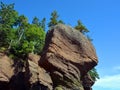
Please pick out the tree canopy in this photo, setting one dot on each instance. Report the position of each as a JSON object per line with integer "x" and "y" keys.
{"x": 17, "y": 35}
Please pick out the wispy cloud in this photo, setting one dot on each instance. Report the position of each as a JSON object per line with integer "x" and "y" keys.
{"x": 109, "y": 82}
{"x": 117, "y": 68}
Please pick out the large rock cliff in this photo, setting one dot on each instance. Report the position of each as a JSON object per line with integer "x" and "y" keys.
{"x": 63, "y": 65}
{"x": 68, "y": 56}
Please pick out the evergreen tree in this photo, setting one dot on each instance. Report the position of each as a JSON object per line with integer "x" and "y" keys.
{"x": 81, "y": 27}
{"x": 54, "y": 19}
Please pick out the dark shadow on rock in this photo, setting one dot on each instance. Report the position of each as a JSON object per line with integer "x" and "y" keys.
{"x": 17, "y": 82}
{"x": 4, "y": 86}
{"x": 38, "y": 86}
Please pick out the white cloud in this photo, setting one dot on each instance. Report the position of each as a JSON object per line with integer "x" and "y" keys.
{"x": 109, "y": 82}
{"x": 117, "y": 68}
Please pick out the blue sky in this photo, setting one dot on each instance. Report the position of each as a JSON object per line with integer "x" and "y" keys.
{"x": 101, "y": 17}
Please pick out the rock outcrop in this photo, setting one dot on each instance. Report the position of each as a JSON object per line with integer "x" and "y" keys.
{"x": 63, "y": 65}
{"x": 36, "y": 76}
{"x": 6, "y": 71}
{"x": 68, "y": 56}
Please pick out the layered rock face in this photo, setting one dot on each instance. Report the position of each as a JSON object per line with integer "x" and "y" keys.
{"x": 68, "y": 56}
{"x": 14, "y": 75}
{"x": 63, "y": 65}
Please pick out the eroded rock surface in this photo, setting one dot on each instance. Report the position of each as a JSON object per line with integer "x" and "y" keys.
{"x": 63, "y": 65}
{"x": 68, "y": 56}
{"x": 36, "y": 76}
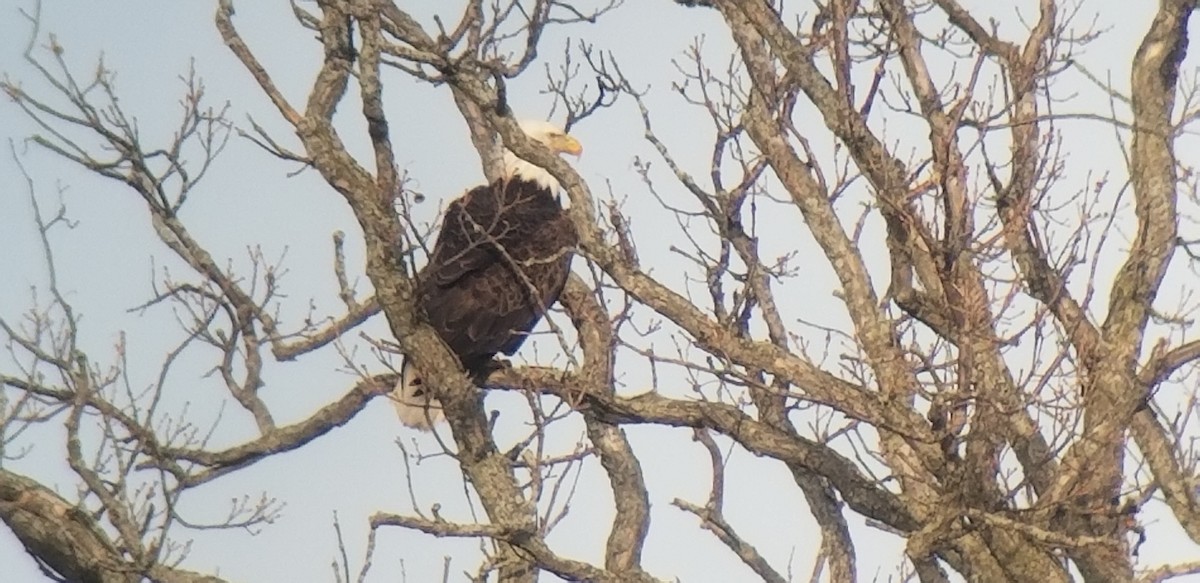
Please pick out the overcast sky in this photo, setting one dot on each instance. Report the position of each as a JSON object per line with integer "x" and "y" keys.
{"x": 106, "y": 265}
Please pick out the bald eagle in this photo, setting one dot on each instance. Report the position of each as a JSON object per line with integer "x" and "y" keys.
{"x": 499, "y": 262}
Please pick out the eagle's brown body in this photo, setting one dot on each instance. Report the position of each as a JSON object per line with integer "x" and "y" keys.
{"x": 499, "y": 262}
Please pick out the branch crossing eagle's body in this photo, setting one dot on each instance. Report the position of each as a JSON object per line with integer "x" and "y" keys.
{"x": 501, "y": 260}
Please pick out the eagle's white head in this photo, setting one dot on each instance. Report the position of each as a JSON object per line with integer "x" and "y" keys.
{"x": 551, "y": 137}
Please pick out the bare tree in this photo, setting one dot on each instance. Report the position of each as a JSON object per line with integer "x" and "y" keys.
{"x": 1005, "y": 386}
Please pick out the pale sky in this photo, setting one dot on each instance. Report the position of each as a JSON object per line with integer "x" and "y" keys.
{"x": 106, "y": 268}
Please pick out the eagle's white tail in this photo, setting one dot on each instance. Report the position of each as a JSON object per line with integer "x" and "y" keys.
{"x": 413, "y": 402}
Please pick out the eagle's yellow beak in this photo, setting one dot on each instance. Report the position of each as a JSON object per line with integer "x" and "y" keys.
{"x": 568, "y": 144}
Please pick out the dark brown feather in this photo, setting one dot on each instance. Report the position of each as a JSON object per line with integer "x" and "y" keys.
{"x": 501, "y": 260}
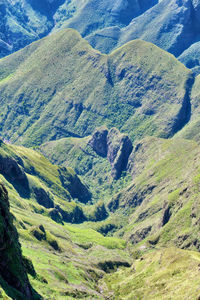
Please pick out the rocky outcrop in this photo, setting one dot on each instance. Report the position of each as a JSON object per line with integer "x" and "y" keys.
{"x": 13, "y": 172}
{"x": 98, "y": 142}
{"x": 43, "y": 198}
{"x": 119, "y": 149}
{"x": 12, "y": 270}
{"x": 73, "y": 184}
{"x": 75, "y": 215}
{"x": 114, "y": 145}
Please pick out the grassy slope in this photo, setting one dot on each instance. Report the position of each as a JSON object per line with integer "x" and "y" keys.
{"x": 167, "y": 180}
{"x": 75, "y": 89}
{"x": 92, "y": 168}
{"x": 162, "y": 274}
{"x": 165, "y": 177}
{"x": 70, "y": 259}
{"x": 191, "y": 131}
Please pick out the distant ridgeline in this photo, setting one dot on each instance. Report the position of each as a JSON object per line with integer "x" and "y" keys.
{"x": 170, "y": 24}
{"x": 121, "y": 132}
{"x": 138, "y": 88}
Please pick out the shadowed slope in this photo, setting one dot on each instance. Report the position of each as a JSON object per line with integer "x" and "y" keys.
{"x": 138, "y": 88}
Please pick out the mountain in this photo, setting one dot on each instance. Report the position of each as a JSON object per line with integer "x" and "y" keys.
{"x": 14, "y": 283}
{"x": 75, "y": 89}
{"x": 63, "y": 256}
{"x": 170, "y": 24}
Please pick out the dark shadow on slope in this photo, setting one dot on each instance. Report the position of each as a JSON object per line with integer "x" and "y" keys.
{"x": 184, "y": 114}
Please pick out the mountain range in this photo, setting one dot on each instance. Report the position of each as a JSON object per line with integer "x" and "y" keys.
{"x": 99, "y": 151}
{"x": 172, "y": 25}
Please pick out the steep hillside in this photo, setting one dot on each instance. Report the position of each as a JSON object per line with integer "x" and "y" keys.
{"x": 161, "y": 274}
{"x": 170, "y": 24}
{"x": 161, "y": 196}
{"x": 191, "y": 130}
{"x": 138, "y": 88}
{"x": 63, "y": 260}
{"x": 14, "y": 283}
{"x": 24, "y": 21}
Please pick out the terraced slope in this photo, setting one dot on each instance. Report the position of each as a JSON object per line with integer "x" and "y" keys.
{"x": 138, "y": 88}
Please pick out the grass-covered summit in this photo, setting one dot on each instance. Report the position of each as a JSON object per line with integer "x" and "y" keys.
{"x": 60, "y": 86}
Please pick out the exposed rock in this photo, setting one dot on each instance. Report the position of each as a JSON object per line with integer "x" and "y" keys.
{"x": 98, "y": 141}
{"x": 73, "y": 184}
{"x": 56, "y": 215}
{"x": 43, "y": 198}
{"x": 119, "y": 149}
{"x": 14, "y": 173}
{"x": 140, "y": 235}
{"x": 12, "y": 269}
{"x": 100, "y": 213}
{"x": 73, "y": 216}
{"x": 166, "y": 214}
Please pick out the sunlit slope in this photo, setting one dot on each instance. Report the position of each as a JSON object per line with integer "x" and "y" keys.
{"x": 60, "y": 87}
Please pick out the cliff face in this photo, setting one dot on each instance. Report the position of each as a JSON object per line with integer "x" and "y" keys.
{"x": 13, "y": 277}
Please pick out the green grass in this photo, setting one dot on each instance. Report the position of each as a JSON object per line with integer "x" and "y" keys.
{"x": 138, "y": 88}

★ ★ ★ ★ ★

| Task description |
Starting with the line containing "Please pick out the terraced" and going on through the end of the material, write out every line again, shifting each x and y coordinate in the answers up by 39 and leaving all other wording unchanged.

| Written answer |
Please pick out the terraced slope in this photo, setting one dot on each instance. Report the position of each as a JSON object per line with integer "x" and "y" keys.
{"x": 177, "y": 127}
Please pick out the grass-covered summit in this photo, setting one dot on each instance. Report the position of each as a JSON object per line with integer "x" and "y" keys.
{"x": 99, "y": 125}
Please pick out the exposed rock in this photo, setting one dot on each instance. Report the position of each as a JSON object per line with integer "x" and "y" keys.
{"x": 137, "y": 180}
{"x": 112, "y": 223}
{"x": 95, "y": 254}
{"x": 82, "y": 237}
{"x": 158, "y": 188}
{"x": 53, "y": 212}
{"x": 179, "y": 274}
{"x": 51, "y": 308}
{"x": 139, "y": 252}
{"x": 112, "y": 255}
{"x": 205, "y": 253}
Please pick out the sunlit slope in this photo, setting one dot on each instance. Report the position of each as a JSON object per line with integer "x" and "y" keys.
{"x": 99, "y": 126}
Please pick out the cliff face in this photo, setting one dot on each instance. Report the position of each as a JSON object per line with integer "x" and "y" keys.
{"x": 52, "y": 316}
Please pick out the green grass in this photo, setting one dot on each instance. Report the position of each as a JSON object per line with integer "x" and "y" keys.
{"x": 177, "y": 127}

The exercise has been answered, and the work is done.